- Page -
((
Dividing people or organizations into groups of potential buyers with similar characteristics.
What is targeted (differentiated) marketing?
Selecting specific market segments to pursue with tailored marketing mixes.
What is mass (undifferentiated) marketing?
Selling the same product to everyone without tailoring the marketing mix.
Name two key reasons firms moved from mass marketing to targeted marketing.
1) Increased consumer diversity and varied needs, 2) Ability to collect detailed data and tailor offerings.
List three benefits of segmenting and targeting markets.
Avoid head-on competition, develop new offerings, focus on most profitable customers (others include remarket older products, identify early adopters, retain at-risk customers).
Why do companies differentiate among their customers?
To allocate resources to the most valuable customers and better meet differing needs.
Define one-to-one marketing.
A process where firms identify, differentiate, interact with, and customize offerings for their most valuable customers.
What are the four major categories of segmentation bases for consumer markets?
Behavioral, demographic, geographic, and psychographic.
Behavioral segmentation focuses on what two main questions?
1) What benefits do customers want? 2) How do they use the product?
Give two common variables used in demographic segmentation.
Age and income (others include gender, ethnicity, education, family size, occupation, religion).
What is geocoding in marketing?
Plotting geographic marketing information on a map to locate customers.
Define geodemographics.
Combining demographic and geographic data to segment markets, often at neighborhood level.
What is proximity marketing?
Using wireless technology to target buyers geographically within a few hundred feet of a business.
Psychographic segmentation seeks information about which customer aspects?
Activities, interests, opinions, attitudes, values, and lifestyles.
What does VALS stand for and measure?
Values, Attitudes, and Lifestyles; it classifies consumers into psychographic types.
Name two VALS types and a key trait of each.
Innovators—successful and sophisticated; Strivers—trendy and seek approval.
Why are there fewer behavioral segments in B2B markets than in B2C?
Business markets have fewer customers and businesses change needs less frequently than consumers.
List the four common behavioral segments in B2B markets.
Price-focused, quality/brand-focused, service-focused, partnership-focused.
State one criterion that makes a market attractive to target.
The market is large enough to be profitable (others: growing, accessible, not saturated, fits mission, firm has resources).
Why can mass marketing make a firm vulnerable to competition?
Competitors can tailor offerings to specific needs the mass marketer ignores.
What is multisegment marketing?
Tailoring offerings to meet the needs of two or more distinct market segments.
Give one advantage of multisegment marketing.
))
- Objectives -
1. Can you transcribe the market segmentation notes, starting with "Age and income" and going on through "is proximity marketing?"?
2. Could you pick up the market segmentation notes after their final line and keep writing them?

- Data supplied -
((
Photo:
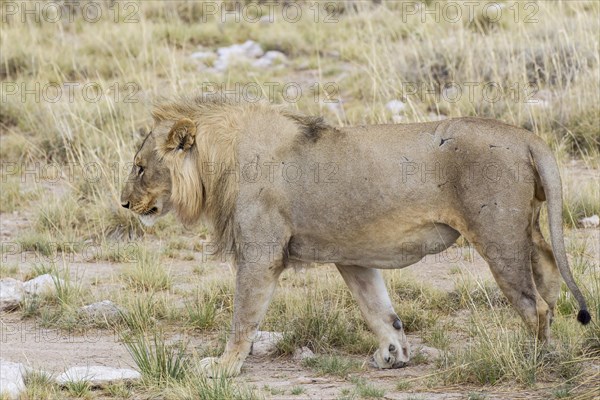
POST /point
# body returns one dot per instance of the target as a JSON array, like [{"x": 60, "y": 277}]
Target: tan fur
[{"x": 361, "y": 197}]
))
- Outputs for the tasks -
1.
Age and income (others include gender, ethnicity, education, family size, occupation, religion).
What is geocoding in marketing?
Plotting geographic marketing information on a map to locate customers.
Define geodemographics.
Combining demographic and geographic data to segment markets, often at neighborhood level.
What is proximity marketing?

2.
Reduced vulnerability to competition by spreading risk across segments (others: ability to adjust to demographic trends, cushion during downturns).
Define concentrated marketing.
Targeting a very select or single segment with all marketing efforts.
What is niche marketing?
Focusing on an even more narrowly defined segment, often with specialized needs (e.g., left-handed consumers).
Explain microtargeting (narrowcasting).
Collecting extensive data on individuals to create highly personalized marketing communications.
Name two targeting strategies firms may use in global markets.
Mass (undifferentiated) marketing and multisegment marketing (others: niche, concentrated, one-to-one, microtargeting).
What is positioning in marketing?
Creating a distinctive image of a product in consumers’ minds relative to competitors.
What tool visually displays how consumers perceive brands on key attributes?
A perceptual map.
Define a tagline.
A short, memorable phrase that sums up a product’s essence.
What is repositioning?
An effort to move a product to a new position in consumers’ minds, often to attract a new segment.
Provide an example of successful repositioning mentioned in the notes.
Old Spice shifting from an outdated brand to a top deodorant popular with millennials and Gen Z.
Why is retaining current customers often preferable to acquiring new ones?
It is generally less difficult and costly than finding and attracting new customers.
List the five one-to-one marketing steps in order.
Identify customers, differentiate among them, interact with best ones, customize products/messages, establish short-term measures to evaluate efforts.
What is the first question firms ask when evaluating whether to enter a market?
Is the market large enough to be profitable?
Why might a company deliberately “un-target” certain customers?
Some customers are unprofitable and cost more to serve than the revenue they generate.
How can social media aid in market targeting?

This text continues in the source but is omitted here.